- _Provided passage_
On December 24, 1990, Tammy was drugged with a combination of Halcion and alcohol, passing out in the family room in the basement of the Homolka house. Tammy's parents and sister Lori were sleeping upstairs at the time. They filmed the entire rape, taking turns holding the camera as they pressed a halothane-soaked cloth to Tammy's nose and mouth to keep her unconscious. While sedated, Tammy began to vomit and the couple unsuccessfully tried to revive her. After they covered up evidence of the assault, they dressed Tammy, moved her into her bedroom, and called an ambulance. Tammy never regained consciousness, and was pronounced dead at St. Catharines General Hospital a few hours later.

Three weeks after Tammy's death, Karla and Bernardo filmed a video called "The Fireside Chat" within the Homolka residence. The video was eventually shown to the court as evidence during their trial. It started in the basement and at some point the filming moved into Tammy's bedroom. While they were in the basement, Karla admitted to Bernardo that she enjoyed his rape of Tammy. She also said in the video that she would like to leave a rose at Tammy's grave site. When the couple were in Tammy's bedroom, Karla dressed up in her sister's clothing as well as acting like her, and she and Bernardo had sex on Tammy's bed.

In 2001, the magazine Elm Street published an article in which it implied that forensic evidence proved that Tammy's death was not an accident and that her sister had deliberately administered an overdose of halothane. The magazine described Karla as a "malignant narcissist" who was so incensed by her fiancé's attraction to her sister that she took steps to remove Tammy from his affections permanently.

- _What you will do_
**1)** Answer these questions from the account of Tammy's death:
(a) At which hospital was Tammy pronounced dead?
(b) How long after Tammy's death did Karla and Bernardo film "The Fireside Chat"?
(c) Which magazine published the article in 2001?
**2)** Using the account of Tammy's death, explain why the couple pressed a halothane-soaked cloth to Tammy's nose and mouth.
**3)** Summarize the account of Tammy's death in three sentences.
The entries are not needed for any of the work here.

(Entries from a dataset)
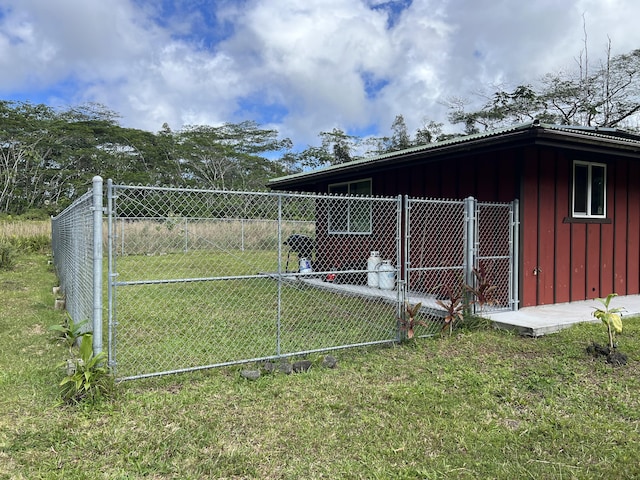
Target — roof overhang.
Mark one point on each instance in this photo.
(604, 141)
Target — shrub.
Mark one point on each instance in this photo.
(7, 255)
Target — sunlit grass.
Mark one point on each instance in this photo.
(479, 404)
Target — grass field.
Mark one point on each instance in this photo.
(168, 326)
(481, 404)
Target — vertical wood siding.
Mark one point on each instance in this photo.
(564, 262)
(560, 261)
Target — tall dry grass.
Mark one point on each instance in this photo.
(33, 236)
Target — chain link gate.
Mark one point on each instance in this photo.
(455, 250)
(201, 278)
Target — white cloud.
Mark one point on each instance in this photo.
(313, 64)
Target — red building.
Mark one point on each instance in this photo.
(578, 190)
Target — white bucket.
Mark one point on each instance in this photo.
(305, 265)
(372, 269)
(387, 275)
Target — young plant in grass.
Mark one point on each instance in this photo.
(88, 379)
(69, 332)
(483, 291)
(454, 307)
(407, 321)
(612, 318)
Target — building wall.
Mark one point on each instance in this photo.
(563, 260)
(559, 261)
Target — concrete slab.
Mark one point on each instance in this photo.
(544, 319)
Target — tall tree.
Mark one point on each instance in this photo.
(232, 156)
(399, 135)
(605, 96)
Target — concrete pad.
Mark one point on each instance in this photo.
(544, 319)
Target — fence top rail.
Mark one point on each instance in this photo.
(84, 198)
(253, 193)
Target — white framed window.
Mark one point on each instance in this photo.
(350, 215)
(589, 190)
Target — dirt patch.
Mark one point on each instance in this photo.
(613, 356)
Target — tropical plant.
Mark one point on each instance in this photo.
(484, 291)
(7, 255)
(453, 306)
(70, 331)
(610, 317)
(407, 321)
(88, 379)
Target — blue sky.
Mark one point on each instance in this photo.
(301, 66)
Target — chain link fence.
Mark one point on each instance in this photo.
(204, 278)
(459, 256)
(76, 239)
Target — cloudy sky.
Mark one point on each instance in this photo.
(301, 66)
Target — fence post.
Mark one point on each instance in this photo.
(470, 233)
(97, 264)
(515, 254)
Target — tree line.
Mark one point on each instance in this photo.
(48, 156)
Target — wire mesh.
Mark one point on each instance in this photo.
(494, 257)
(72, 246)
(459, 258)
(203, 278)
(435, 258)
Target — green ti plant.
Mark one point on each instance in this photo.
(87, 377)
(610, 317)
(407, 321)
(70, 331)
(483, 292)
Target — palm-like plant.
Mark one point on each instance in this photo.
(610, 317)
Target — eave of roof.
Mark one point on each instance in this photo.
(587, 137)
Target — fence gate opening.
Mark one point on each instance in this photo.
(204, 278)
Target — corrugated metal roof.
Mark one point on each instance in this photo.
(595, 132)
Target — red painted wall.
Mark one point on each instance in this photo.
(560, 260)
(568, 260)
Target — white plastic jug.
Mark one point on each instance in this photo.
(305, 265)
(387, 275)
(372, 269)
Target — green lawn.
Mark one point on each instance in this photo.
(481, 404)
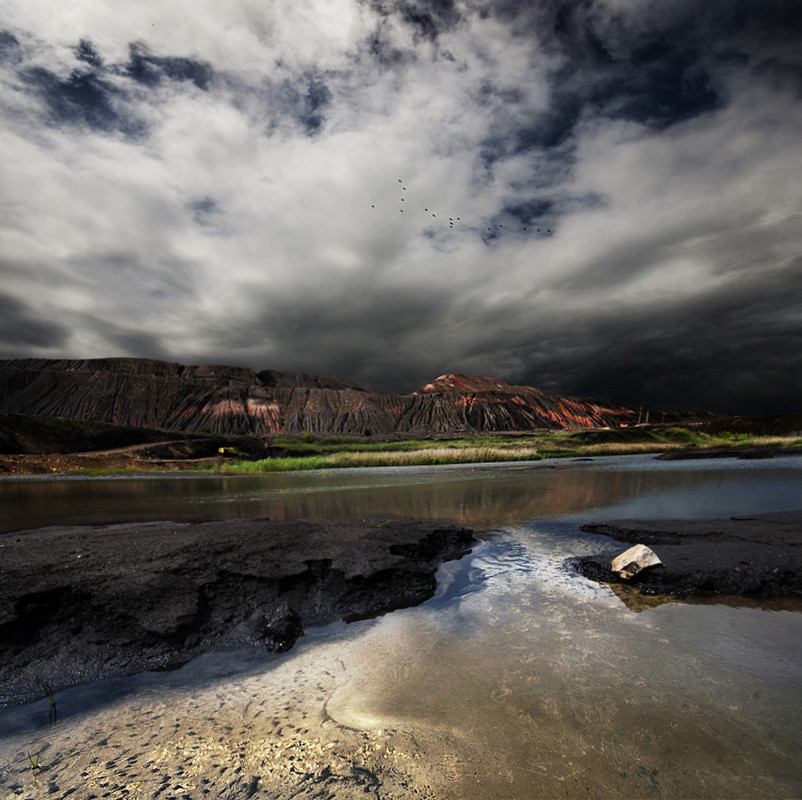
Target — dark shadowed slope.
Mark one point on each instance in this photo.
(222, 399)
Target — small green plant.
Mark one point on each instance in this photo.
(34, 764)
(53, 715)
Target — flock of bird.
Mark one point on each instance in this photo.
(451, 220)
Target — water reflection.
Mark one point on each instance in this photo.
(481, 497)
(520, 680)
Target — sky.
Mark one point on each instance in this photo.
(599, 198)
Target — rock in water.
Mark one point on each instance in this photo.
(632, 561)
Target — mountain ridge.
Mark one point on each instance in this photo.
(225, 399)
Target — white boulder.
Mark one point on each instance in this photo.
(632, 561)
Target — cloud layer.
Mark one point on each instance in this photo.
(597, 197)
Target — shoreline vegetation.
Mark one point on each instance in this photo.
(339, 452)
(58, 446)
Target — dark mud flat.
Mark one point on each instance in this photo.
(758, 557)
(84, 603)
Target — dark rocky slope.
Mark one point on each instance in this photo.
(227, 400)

- _Answers to the exercises_
**1)**
(a) St. Catharines General Hospital
(b) Three weeks
(c) Elm Street

**2)** They pressed the cloth to her nose and mouth to keep her unconscious while they raped her and filmed it.

**3)** On December 24, 1990, Karla and Bernardo drugged Tammy in the basement of the Homolka house and raped and filmed her, and she vomited, never regained consciousness, and was pronounced dead hours later. Three weeks afterward, the couple filmed "The Fireside Chat," in which Karla admitted enjoying the rape, and the video was later shown as evidence at their trial. In 2001, Elm Street magazine implied that forensic evidence showed Karla had deliberately given Tammy an overdose of halothane, out of anger at her fiancé's attraction to her sister.